● Excerpt to read
## begin
After earning a B.A. in English from Viterbo College in LaCrosse, and masters and doctorate degrees in English from the Catholic University of America, Sister Thea taught at both universities, as well as at Holy Child Jesus School in Canton. Teaching at Xavier University in New Orleans, the nation’s only historically black Catholic university, she inspired Black students and seminarians to share their love and rich cultural heritage with the church and helped found the Institute for Black Catholic Studies. She coaxed White Catholics to accept the gifts God offered through their Black brothers and sisters, and to those who viewed Afrocentric liturgy and styles of worship as “not Catholic,” to open their hearts and minds.
## end
● Data
## begin
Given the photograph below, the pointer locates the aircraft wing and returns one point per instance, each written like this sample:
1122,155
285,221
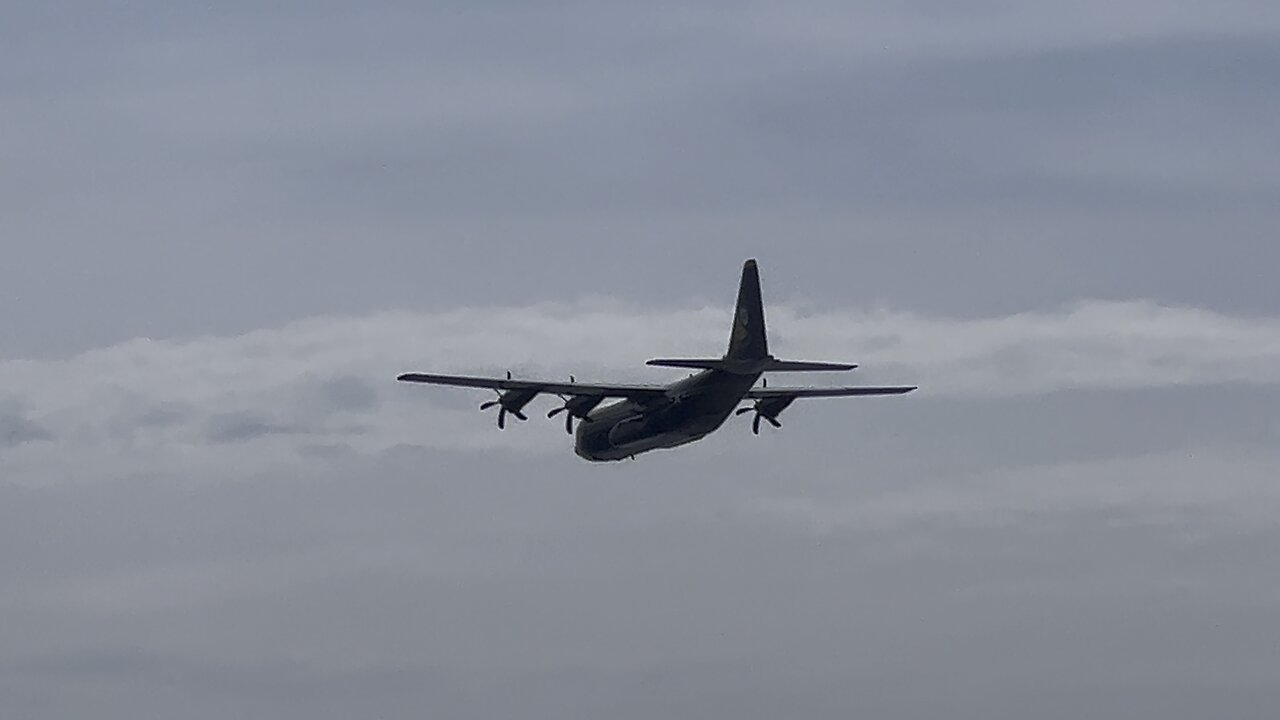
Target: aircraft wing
590,390
794,392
## end
● Given task
Rewrite the passage about Sister Thea from "After earning a" up to and including "hearts and minds.", replacing "coaxed" with "urged".

● Solution to the problem
After earning a B.A. in English from Viterbo College in LaCrosse, and masters and doctorate degrees in English from the Catholic University of America, Sister Thea taught at both universities, as well as at Holy Child Jesus School in Canton. Teaching at Xavier University in New Orleans, the nation’s only historically black Catholic university, she inspired Black students and seminarians to share their love and rich cultural heritage with the church and helped found the Institute for Black Catholic Studies. She urged White Catholics to accept the gifts God offered through their Black brothers and sisters, and to those who viewed Afrocentric liturgy and styles of worship as “not Catholic,” to open their hearts and minds.